Material to process:

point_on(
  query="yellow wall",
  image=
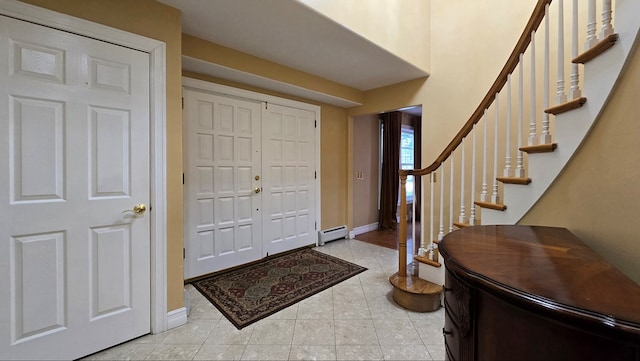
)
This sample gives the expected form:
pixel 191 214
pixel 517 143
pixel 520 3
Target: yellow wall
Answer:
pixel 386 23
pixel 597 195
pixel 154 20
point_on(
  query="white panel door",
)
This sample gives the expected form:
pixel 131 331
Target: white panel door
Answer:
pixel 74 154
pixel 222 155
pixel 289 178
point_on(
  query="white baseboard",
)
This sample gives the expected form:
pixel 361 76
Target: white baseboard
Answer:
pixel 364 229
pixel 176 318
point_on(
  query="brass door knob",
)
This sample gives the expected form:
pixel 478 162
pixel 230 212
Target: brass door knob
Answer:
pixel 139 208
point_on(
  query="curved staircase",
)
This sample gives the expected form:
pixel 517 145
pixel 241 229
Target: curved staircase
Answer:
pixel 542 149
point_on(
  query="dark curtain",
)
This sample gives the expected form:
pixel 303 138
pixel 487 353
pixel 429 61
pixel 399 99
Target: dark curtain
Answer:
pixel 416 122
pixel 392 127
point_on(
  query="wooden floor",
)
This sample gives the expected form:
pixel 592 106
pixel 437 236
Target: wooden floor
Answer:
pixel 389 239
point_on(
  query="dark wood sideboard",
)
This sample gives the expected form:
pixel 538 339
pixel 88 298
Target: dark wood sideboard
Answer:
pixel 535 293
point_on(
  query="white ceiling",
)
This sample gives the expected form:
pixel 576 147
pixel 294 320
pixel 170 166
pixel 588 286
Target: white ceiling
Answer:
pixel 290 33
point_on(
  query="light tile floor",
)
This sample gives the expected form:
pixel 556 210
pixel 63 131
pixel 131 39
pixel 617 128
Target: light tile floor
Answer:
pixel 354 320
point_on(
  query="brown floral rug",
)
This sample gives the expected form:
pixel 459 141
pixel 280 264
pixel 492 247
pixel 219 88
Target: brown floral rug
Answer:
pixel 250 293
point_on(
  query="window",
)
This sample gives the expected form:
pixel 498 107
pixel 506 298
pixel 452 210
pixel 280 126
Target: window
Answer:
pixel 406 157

---

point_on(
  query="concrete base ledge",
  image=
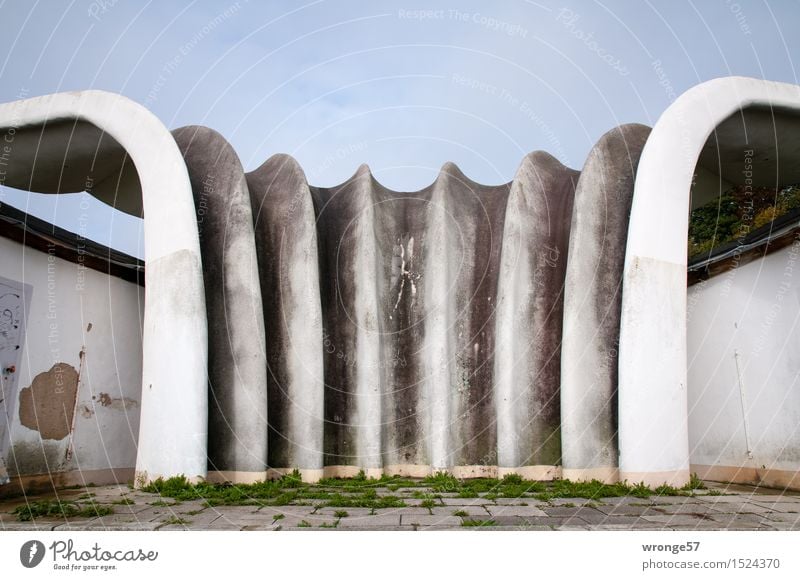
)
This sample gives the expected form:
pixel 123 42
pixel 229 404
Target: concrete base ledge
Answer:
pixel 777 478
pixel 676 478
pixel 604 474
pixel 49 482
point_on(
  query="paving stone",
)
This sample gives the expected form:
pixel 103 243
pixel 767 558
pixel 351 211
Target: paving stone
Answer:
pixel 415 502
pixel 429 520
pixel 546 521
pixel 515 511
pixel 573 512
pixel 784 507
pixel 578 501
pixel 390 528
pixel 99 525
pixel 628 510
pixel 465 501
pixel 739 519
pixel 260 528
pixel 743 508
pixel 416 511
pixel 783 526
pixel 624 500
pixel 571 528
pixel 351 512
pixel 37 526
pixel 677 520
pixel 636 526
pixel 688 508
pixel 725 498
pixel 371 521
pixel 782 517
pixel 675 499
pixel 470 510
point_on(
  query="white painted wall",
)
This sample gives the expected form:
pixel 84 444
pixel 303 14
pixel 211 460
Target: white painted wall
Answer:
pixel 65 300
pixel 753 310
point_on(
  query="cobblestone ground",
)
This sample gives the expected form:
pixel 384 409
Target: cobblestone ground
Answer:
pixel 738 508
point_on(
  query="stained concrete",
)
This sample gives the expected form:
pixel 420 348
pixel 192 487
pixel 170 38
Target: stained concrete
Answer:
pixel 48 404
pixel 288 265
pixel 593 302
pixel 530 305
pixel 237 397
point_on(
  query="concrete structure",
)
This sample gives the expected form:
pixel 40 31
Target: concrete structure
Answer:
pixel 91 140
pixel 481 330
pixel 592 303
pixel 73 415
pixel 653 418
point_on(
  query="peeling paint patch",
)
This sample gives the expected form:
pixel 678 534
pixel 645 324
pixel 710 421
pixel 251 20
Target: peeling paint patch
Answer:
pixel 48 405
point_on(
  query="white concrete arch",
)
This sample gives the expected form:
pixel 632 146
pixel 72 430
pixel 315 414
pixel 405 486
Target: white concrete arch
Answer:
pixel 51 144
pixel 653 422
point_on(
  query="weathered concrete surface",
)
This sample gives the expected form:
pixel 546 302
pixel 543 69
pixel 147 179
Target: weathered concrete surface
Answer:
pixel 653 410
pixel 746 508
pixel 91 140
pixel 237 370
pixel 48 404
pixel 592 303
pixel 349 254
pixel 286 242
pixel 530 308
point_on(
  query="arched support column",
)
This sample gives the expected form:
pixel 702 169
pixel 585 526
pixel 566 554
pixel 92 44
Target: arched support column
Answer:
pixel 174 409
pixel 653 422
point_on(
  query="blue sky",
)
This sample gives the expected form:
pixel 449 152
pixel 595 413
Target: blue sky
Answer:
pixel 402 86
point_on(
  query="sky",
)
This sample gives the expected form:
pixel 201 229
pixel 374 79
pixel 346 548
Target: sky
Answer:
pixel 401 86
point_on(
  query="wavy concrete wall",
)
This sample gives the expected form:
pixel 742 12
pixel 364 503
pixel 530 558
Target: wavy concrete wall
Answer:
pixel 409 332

...

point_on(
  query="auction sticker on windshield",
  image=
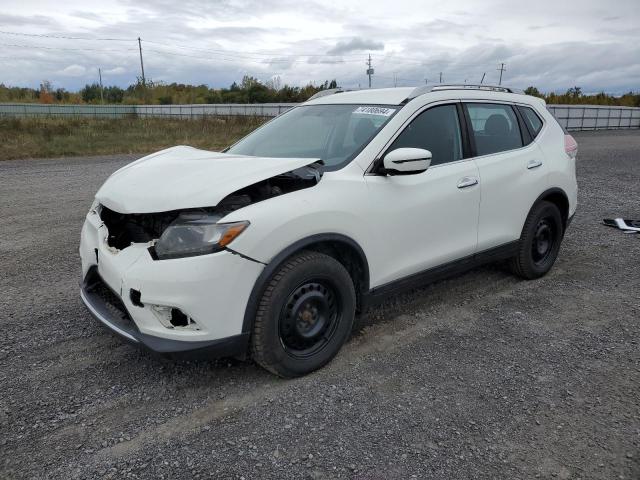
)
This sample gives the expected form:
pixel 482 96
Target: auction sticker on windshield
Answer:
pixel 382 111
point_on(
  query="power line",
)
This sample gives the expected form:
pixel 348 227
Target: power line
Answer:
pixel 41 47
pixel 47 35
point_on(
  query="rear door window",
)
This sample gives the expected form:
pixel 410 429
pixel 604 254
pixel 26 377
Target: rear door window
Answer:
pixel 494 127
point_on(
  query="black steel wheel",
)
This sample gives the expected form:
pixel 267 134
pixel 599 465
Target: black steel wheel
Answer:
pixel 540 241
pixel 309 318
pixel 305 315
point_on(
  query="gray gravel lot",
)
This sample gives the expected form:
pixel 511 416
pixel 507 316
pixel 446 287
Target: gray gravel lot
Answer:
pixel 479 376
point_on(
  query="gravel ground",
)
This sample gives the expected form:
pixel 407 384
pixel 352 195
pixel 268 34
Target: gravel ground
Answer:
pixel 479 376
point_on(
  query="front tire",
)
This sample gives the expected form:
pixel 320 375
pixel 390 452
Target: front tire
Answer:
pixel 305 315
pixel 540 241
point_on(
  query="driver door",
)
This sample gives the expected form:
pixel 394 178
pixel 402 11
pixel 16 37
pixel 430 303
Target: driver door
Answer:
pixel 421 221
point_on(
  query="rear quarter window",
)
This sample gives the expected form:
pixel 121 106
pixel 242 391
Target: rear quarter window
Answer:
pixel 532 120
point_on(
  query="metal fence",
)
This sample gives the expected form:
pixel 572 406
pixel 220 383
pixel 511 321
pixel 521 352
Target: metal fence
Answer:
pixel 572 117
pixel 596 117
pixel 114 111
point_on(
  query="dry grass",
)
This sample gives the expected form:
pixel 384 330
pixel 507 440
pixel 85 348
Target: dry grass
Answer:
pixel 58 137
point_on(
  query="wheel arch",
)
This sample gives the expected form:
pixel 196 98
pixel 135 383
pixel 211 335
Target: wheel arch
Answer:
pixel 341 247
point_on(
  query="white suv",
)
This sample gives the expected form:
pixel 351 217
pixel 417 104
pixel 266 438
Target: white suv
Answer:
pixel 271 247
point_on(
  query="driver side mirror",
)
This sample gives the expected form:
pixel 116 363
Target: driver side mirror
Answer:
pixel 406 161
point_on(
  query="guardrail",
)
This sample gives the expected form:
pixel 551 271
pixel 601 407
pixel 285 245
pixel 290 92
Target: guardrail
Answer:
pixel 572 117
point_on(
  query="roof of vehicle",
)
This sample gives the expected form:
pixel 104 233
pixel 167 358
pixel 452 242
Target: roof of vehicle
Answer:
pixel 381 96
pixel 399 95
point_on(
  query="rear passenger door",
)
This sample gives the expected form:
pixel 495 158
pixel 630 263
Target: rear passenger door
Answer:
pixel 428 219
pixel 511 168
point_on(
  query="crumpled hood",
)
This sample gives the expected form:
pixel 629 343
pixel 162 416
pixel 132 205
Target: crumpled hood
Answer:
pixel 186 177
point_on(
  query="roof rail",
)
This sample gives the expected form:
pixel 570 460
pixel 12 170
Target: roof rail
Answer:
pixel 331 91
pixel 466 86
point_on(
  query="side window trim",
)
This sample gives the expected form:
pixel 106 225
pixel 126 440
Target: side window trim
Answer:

What to do: From the material above, retype precisely the lines between the line holding "Target: brass door knob" and the line holding "pixel 219 88", inclusive, and nothing beyond them.

Result of this exercise:
Target: brass door knob
Answer:
pixel 139 208
point_on(
  query="curved staircase",
)
This sample gives the expected form:
pixel 517 145
pixel 241 229
Target: curved staircase
Answer:
pixel 542 149
point_on(
  query="dark curtain",
)
This sample gives the expected form:
pixel 303 138
pixel 487 353
pixel 429 61
pixel 399 99
Target: dark curtain
Answer:
pixel 416 122
pixel 392 127
point_on(
  query="wooden floor",
)
This sample gives the expected form:
pixel 592 106
pixel 437 236
Target: wooden floor
Answer:
pixel 389 239
point_on(
  query="dark wood sideboard",
)
This sample gives the expected form:
pixel 538 339
pixel 88 298
Target: dark wood sideboard
Answer:
pixel 535 293
point_on(
  query="white ceiling",
)
This sample gives the expected form:
pixel 576 147
pixel 294 320
pixel 170 166
pixel 588 286
Target: white ceiling
Answer:
pixel 290 33
point_on(
  query="light tile floor",
)
This sample gives the expected form:
pixel 556 210
pixel 63 131
pixel 131 39
pixel 617 128
Target: light tile floor
Answer:
pixel 354 320
point_on(
  query="brown floral rug",
)
This sample gives the expected form:
pixel 459 141
pixel 280 264
pixel 492 247
pixel 219 88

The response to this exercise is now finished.